◆ Prompt ◆
Show every line of the items below that contains the string "trunk", matching case exactly.

◆ Working data ◆
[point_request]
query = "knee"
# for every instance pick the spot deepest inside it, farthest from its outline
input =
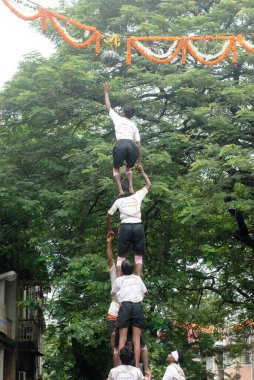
(138, 259)
(116, 172)
(120, 259)
(127, 170)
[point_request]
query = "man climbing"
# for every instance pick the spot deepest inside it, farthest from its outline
(131, 231)
(174, 371)
(128, 146)
(113, 314)
(130, 291)
(126, 369)
(114, 306)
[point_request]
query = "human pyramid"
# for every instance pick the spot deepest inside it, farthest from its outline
(125, 314)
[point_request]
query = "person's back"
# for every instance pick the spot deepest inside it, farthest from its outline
(126, 371)
(174, 371)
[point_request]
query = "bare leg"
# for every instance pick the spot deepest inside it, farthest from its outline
(130, 181)
(123, 337)
(138, 264)
(145, 359)
(116, 358)
(118, 271)
(117, 176)
(136, 332)
(138, 269)
(112, 340)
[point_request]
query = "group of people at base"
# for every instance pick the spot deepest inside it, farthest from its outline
(125, 314)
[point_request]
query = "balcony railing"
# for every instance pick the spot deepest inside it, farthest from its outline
(28, 331)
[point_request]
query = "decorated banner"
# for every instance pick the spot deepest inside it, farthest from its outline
(159, 49)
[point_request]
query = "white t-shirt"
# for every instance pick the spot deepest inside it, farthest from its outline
(125, 372)
(173, 374)
(114, 306)
(124, 127)
(129, 207)
(129, 288)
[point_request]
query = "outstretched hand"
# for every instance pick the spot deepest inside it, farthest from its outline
(139, 168)
(107, 87)
(110, 236)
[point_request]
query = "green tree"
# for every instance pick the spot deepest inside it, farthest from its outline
(56, 182)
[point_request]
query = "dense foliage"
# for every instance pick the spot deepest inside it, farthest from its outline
(196, 124)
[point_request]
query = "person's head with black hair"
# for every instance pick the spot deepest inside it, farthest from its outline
(125, 186)
(175, 357)
(126, 356)
(126, 267)
(128, 111)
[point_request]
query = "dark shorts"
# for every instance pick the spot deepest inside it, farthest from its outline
(131, 315)
(129, 337)
(112, 326)
(125, 150)
(131, 237)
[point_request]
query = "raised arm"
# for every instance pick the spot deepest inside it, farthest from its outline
(107, 91)
(110, 231)
(109, 251)
(138, 143)
(141, 170)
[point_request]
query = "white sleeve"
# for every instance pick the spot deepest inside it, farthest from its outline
(114, 116)
(143, 287)
(140, 194)
(115, 287)
(169, 374)
(113, 208)
(136, 134)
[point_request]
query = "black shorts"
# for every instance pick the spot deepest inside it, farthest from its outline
(131, 237)
(125, 150)
(129, 337)
(112, 326)
(131, 315)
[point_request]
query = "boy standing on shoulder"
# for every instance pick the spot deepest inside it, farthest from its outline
(128, 146)
(131, 231)
(130, 291)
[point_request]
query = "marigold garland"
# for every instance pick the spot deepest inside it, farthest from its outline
(185, 44)
(45, 14)
(181, 44)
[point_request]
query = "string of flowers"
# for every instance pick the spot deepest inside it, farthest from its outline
(52, 16)
(96, 36)
(146, 52)
(207, 59)
(246, 45)
(183, 45)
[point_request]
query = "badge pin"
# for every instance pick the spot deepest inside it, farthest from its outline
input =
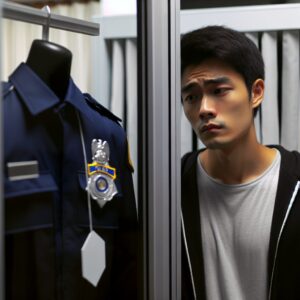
(101, 183)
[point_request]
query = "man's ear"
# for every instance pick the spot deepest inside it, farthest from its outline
(257, 92)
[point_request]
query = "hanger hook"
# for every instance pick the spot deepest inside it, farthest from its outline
(47, 25)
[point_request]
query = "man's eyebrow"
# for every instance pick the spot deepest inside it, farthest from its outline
(188, 87)
(217, 80)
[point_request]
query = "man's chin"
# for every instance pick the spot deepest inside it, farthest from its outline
(214, 144)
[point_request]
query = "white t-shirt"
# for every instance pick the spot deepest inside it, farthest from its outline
(235, 227)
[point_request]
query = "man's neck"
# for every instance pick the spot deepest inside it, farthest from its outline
(239, 164)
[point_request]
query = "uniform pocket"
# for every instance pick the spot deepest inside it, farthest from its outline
(29, 203)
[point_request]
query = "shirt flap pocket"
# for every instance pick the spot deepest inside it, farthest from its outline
(29, 203)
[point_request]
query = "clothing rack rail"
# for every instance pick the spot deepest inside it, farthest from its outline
(36, 16)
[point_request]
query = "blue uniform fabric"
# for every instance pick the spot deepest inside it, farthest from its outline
(46, 218)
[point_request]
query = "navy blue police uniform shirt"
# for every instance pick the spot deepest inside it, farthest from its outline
(46, 218)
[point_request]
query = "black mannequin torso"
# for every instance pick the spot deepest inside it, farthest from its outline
(52, 63)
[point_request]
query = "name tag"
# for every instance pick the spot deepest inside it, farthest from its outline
(23, 170)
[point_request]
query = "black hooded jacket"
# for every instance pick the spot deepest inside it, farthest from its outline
(284, 245)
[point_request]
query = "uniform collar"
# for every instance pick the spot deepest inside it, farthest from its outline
(41, 97)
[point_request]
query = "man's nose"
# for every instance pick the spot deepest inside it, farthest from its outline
(207, 108)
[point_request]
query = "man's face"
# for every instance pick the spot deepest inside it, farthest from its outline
(216, 102)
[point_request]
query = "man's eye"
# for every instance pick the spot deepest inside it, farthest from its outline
(192, 98)
(220, 91)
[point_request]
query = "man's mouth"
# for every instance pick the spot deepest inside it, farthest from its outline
(210, 127)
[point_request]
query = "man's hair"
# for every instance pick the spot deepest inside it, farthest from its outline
(228, 45)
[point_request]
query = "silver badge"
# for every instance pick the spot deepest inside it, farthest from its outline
(101, 183)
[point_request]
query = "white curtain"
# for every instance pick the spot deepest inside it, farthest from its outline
(257, 120)
(18, 36)
(290, 113)
(269, 107)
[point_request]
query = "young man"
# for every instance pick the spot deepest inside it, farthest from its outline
(240, 199)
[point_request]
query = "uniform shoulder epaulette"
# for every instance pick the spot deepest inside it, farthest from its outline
(6, 88)
(100, 108)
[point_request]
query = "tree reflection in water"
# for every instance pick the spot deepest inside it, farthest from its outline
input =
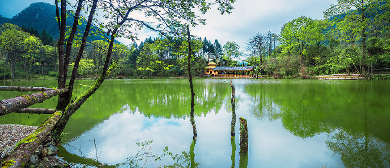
(145, 156)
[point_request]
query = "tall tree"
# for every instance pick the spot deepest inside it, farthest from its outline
(11, 38)
(218, 50)
(170, 15)
(354, 25)
(231, 50)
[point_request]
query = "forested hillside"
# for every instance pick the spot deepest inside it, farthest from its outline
(353, 38)
(42, 17)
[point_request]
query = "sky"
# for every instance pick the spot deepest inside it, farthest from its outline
(247, 19)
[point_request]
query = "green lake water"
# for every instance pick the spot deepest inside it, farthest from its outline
(291, 123)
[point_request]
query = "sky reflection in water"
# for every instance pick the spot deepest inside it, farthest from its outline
(270, 144)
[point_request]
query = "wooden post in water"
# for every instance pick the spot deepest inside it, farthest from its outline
(243, 136)
(191, 86)
(233, 101)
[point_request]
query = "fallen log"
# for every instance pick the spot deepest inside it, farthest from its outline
(36, 111)
(23, 89)
(26, 147)
(15, 104)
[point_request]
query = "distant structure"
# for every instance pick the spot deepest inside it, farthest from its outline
(228, 72)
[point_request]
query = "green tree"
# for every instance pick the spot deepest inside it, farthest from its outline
(355, 25)
(231, 50)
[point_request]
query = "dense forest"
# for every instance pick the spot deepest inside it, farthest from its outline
(354, 38)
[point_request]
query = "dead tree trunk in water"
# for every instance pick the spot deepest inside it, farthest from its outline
(191, 86)
(233, 101)
(23, 89)
(26, 147)
(17, 103)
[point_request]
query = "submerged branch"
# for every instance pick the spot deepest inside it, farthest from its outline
(23, 89)
(36, 111)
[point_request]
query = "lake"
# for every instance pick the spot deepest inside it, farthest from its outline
(291, 123)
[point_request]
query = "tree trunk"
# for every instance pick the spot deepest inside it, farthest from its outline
(26, 147)
(61, 65)
(191, 86)
(14, 104)
(243, 135)
(81, 50)
(233, 123)
(23, 89)
(36, 111)
(364, 37)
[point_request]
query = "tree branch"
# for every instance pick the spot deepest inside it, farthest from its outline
(81, 50)
(36, 111)
(15, 104)
(23, 89)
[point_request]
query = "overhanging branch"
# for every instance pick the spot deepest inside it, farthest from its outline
(26, 147)
(15, 104)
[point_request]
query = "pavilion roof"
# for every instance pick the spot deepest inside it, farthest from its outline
(246, 68)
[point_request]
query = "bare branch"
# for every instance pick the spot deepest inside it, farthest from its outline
(14, 104)
(26, 147)
(23, 89)
(36, 111)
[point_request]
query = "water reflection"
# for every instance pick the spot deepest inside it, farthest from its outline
(291, 123)
(351, 114)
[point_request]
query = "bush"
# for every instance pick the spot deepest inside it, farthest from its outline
(53, 73)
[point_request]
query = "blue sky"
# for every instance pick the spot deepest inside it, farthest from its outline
(247, 19)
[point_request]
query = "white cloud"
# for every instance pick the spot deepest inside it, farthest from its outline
(248, 18)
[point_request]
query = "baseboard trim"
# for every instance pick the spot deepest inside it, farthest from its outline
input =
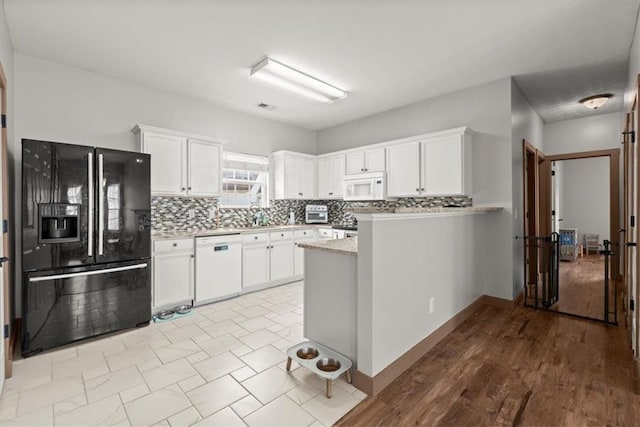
(373, 386)
(519, 300)
(497, 302)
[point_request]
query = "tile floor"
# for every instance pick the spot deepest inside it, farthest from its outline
(223, 365)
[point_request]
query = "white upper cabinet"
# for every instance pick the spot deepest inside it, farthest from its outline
(436, 164)
(205, 165)
(181, 163)
(331, 176)
(363, 161)
(168, 161)
(293, 175)
(403, 170)
(446, 164)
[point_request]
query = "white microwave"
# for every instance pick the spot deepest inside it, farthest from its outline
(365, 186)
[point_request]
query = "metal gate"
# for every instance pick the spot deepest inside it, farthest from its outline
(543, 290)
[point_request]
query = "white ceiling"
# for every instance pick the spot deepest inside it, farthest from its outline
(385, 53)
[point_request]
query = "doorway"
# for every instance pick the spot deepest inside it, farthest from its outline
(575, 269)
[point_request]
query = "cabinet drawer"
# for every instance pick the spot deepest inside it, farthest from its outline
(304, 234)
(325, 233)
(278, 236)
(255, 238)
(173, 245)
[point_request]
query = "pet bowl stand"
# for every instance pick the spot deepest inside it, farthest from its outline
(323, 353)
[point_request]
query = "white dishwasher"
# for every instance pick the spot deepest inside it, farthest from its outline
(218, 267)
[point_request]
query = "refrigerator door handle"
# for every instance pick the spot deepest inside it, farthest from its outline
(91, 213)
(88, 273)
(100, 204)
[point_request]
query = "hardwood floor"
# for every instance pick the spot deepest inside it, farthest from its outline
(581, 287)
(520, 367)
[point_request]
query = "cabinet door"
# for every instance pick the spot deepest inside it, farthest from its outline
(281, 260)
(374, 160)
(298, 257)
(403, 170)
(168, 163)
(325, 177)
(172, 279)
(355, 162)
(255, 265)
(292, 172)
(442, 160)
(337, 176)
(204, 168)
(306, 179)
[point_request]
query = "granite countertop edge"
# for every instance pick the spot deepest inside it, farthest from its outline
(348, 246)
(177, 234)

◆ Finished task ◆
query = "dead tree trunk in water"
query = "tree trunk"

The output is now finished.